Перечислите все строки записей, в которых встречается слово «horse», и приведите каждую такую строку целиком. Регистр букв имеет значение.
--- ПРЕДОСТАВЛЕННЫЕ ЗАПИСИ ---
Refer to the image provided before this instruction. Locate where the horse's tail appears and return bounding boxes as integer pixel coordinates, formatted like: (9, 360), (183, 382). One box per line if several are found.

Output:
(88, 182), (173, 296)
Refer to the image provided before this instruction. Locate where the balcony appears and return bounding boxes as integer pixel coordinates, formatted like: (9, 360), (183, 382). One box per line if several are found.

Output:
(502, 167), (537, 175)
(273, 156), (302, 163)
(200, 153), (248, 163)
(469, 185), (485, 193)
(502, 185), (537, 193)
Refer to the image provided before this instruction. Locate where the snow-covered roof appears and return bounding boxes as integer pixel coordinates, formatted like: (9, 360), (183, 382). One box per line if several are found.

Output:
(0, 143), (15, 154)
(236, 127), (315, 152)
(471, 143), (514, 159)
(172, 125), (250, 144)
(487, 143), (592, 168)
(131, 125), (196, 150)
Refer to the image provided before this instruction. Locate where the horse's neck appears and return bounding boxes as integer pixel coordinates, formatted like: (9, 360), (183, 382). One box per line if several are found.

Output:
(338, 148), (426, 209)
---
- [РЕШЕНИЕ ЗАДАНИЯ]:
Refer to the image provided before this instruction. Locate where the horse's tail appears and return bounding boxes as integer pixel coordinates, formatted like: (9, 360), (183, 382). One box per line if several are found.
Refer to the image provided before this instruction. Locate where the horse's neck appears and return bounding boxes as integer pixel coordinates, formatted like: (9, 360), (183, 382). One box per line if several are found.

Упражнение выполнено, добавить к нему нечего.